:: Task description ::
Reproduce each of the records below verbatim, omitting the pictures from your answer.

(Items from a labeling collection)
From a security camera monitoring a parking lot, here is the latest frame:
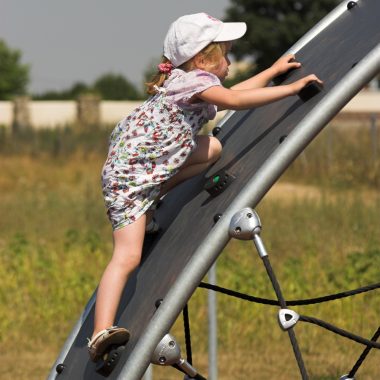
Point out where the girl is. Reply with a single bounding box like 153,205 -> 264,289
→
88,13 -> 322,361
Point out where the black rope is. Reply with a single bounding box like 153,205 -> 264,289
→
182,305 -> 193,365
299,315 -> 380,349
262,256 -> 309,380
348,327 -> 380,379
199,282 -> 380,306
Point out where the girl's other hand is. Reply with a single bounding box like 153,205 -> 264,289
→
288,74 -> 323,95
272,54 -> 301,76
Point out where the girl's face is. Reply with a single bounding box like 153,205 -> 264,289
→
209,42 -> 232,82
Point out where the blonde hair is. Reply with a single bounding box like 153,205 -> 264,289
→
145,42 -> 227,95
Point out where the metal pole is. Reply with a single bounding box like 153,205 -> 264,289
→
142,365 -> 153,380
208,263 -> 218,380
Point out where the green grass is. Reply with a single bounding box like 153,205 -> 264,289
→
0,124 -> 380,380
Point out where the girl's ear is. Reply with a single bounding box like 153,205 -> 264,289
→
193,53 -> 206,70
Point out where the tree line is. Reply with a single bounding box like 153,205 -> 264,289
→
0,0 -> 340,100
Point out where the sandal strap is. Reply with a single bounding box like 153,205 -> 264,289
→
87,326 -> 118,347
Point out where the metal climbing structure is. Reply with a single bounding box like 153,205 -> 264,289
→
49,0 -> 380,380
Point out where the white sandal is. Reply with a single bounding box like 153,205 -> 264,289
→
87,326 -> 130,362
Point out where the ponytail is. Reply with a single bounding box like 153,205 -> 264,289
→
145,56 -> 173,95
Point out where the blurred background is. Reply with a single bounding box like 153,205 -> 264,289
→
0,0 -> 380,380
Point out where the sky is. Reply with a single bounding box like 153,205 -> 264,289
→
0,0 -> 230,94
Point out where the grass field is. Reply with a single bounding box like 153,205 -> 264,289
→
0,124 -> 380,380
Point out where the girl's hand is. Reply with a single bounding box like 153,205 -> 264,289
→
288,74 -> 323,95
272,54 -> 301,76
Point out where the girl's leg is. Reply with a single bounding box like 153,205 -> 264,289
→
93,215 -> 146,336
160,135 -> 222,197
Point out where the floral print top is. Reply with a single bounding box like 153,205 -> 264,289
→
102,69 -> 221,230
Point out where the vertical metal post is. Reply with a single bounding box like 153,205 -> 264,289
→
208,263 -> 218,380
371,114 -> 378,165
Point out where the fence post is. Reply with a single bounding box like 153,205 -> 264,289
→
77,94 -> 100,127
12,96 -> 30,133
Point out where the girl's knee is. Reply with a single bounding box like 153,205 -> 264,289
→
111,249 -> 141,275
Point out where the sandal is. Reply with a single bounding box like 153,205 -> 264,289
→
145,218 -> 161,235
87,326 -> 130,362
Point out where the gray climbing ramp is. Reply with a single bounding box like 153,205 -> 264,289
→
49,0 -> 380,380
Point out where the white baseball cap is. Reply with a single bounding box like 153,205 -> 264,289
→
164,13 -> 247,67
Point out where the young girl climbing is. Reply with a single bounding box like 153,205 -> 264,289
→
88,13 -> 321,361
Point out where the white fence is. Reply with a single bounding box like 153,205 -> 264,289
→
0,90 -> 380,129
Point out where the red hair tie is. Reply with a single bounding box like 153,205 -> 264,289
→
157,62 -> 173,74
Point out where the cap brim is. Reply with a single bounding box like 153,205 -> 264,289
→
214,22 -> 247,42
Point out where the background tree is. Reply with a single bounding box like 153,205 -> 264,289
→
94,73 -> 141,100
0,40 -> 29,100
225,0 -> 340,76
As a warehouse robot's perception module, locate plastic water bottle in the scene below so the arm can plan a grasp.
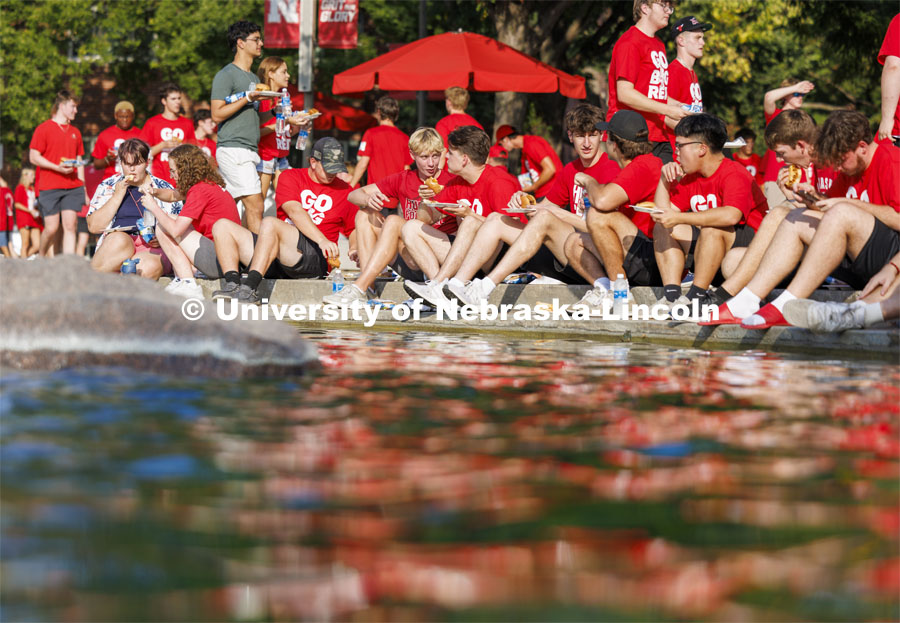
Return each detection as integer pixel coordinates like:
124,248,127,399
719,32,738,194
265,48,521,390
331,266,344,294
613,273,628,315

:: Solution for this task ::
From a security camera monitoring a parking lot, here is the latest frame:
Point out where the girl is. Reply with a single bounding box like 153,205 -> 264,289
→
88,13 -> 322,361
Point out where the black rope is. Reply with a single bounding box like 153,205 -> 264,289
→
182,305 -> 193,365
299,315 -> 380,349
262,256 -> 309,380
348,327 -> 380,379
199,282 -> 380,306
Point out where the girl's other hand is. Reply with a single bounding box like 153,205 -> 264,289
→
288,74 -> 323,95
272,54 -> 301,76
Point out where the girl's face is. Reply with a single bounding box like 153,205 -> 264,289
→
209,42 -> 232,82
Point out where the blonde hair is. Reply with a single bounding box like 153,205 -> 264,289
→
145,42 -> 227,95
Point out where the metal pole is. Reply with a single bounding box like 153,205 -> 264,289
→
142,365 -> 153,380
208,263 -> 218,380
Point out where the green grass is. Reply with a single bounding box like 153,205 -> 264,289
→
0,124 -> 380,380
Point out where the girl's ear is. Reply with a single bounding box like 153,205 -> 264,289
→
193,53 -> 206,70
Point out where the tree line is. Reply with a single bounding box like 153,205 -> 264,289
→
0,0 -> 340,100
Point out where the sandal strap is. Reply with a single bounding box like 153,205 -> 264,289
→
87,326 -> 118,347
Point out where the metal climbing structure is. Reply with a single bounding box like 153,205 -> 264,289
→
49,0 -> 380,380
Point out where the white sandal is. Reply with a single bounding box like 153,205 -> 264,289
→
87,326 -> 130,362
Point out where the ponytail is. Reply with a single bounding box like 153,205 -> 264,289
→
145,56 -> 173,95
Point out where the blurred background is. Reply with a single bounding box like 153,205 -> 264,289
→
0,0 -> 380,380
Point out where the sky is. Reply with a single bounding box like 153,205 -> 264,289
→
0,0 -> 230,94
Point out where the grass field is. Reply with a single bounding box like 153,205 -> 264,289
→
0,124 -> 380,380
Point out where the girl's hand is. Reply with a single bounding box like 153,205 -> 264,289
→
288,74 -> 323,95
272,54 -> 301,76
Point out where the girl's leg is. Reply with a single bounding box like 153,205 -> 264,289
→
93,215 -> 146,336
160,135 -> 222,197
Point out where the floral print top is. Reply with a single bounding box like 153,205 -> 264,289
→
102,69 -> 221,230
Point out where the vertical metal post is. Reply with a single bounding box like 153,205 -> 264,289
→
208,263 -> 218,380
371,114 -> 378,165
Point out where the fence post is. Reply with a single bounding box like 153,205 -> 264,289
→
77,94 -> 100,127
12,96 -> 30,133
Point out where the girl's knee is. Reply with a single bounding box like 153,205 -> 264,289
→
111,249 -> 141,275
Point out where the sandal is. Reply with a single bounding box like 153,205 -> 264,289
→
145,218 -> 161,235
87,326 -> 130,362
Point out where the gray climbing ramp is. Reply with a single bounding box like 153,205 -> 264,289
→
49,0 -> 380,380
Point out where the white baseball cap is. Reply with a single bounding box like 153,205 -> 264,289
→
164,13 -> 247,67
Point out where the young girl climbing is. Reply with a single bounding box like 153,205 -> 264,289
→
88,13 -> 321,361
Point out where the white fence is. Reply with a single bounding box like 153,205 -> 264,289
→
0,90 -> 380,129
Point out where the red hair tie is. Reply with a single bounding box like 153,205 -> 264,289
→
157,62 -> 173,74
Point out where the cap brim is. Reply with a single bounding box like 153,205 -> 264,289
→
214,22 -> 247,42
Point out where the background tree is. Reply with a single bounding box like 153,205 -> 264,289
→
94,73 -> 141,100
0,40 -> 29,100
225,0 -> 340,76
As a warehouse robot's perception module, locate plastic water bottle in the scene below so the arm can plan a grasp.
Return each detection as integer pixel coordinates like:
124,248,127,399
719,32,738,194
265,48,521,390
331,266,344,294
613,273,628,315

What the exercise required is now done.